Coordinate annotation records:
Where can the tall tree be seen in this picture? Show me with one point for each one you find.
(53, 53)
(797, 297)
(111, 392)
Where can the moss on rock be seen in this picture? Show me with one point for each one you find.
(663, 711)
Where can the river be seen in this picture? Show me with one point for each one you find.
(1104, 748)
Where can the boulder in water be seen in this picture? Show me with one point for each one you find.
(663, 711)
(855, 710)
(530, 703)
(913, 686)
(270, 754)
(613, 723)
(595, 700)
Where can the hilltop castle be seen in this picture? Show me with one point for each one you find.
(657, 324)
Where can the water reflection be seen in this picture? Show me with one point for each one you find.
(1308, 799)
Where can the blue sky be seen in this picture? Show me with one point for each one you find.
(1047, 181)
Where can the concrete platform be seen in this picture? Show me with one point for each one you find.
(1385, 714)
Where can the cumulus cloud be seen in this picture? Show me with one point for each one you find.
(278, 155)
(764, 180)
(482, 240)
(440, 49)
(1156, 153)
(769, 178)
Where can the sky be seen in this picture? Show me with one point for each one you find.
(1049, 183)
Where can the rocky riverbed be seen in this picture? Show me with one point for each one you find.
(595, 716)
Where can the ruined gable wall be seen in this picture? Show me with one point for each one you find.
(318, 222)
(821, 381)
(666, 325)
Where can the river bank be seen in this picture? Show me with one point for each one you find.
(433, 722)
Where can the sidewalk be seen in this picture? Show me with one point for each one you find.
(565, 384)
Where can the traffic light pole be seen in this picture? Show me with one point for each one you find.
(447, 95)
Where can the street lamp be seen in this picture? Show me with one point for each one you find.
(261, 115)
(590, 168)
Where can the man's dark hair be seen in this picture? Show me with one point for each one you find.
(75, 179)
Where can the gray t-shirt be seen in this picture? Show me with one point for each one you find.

WHAT IS NEEDED: Make an exact copy of every line from the one with "Where can the cumulus" to the end of the data, with the first and last of those lines included.

EXERCISE OUTPUT:
Where can the cumulus cloud be seen in this picture? Show me with one point for each one you find.
(278, 155)
(764, 180)
(482, 240)
(440, 49)
(1156, 153)
(769, 178)
Where can the sky be seen in this picture? Show me with one point for each one you find.
(1049, 183)
Where can the rocky riverbed be seen in this picture? Show me with one point for each one you find.
(595, 716)
Where can the ruined gable wall be seen in this picture? Show me with one point for each one you find.
(318, 222)
(821, 381)
(666, 325)
Where can the river bank be seen in this picture? Show me with one point for each one you find.
(433, 722)
Where can the sidewalk be seen in this picture? Show me with one point for each one you find.
(565, 384)
Where can the traffic light pole be seen in this picture? Show me with one point for each one you find.
(447, 95)
Where can the street lamp be seen in this picture? Show me with one point for each one you find.
(261, 115)
(590, 168)
Where can the man's dark hair be seen in this picture? Show me with one point for each one you find.
(75, 179)
Where can the gray t-shirt be seen in this picture? Show me with one point for each one you find.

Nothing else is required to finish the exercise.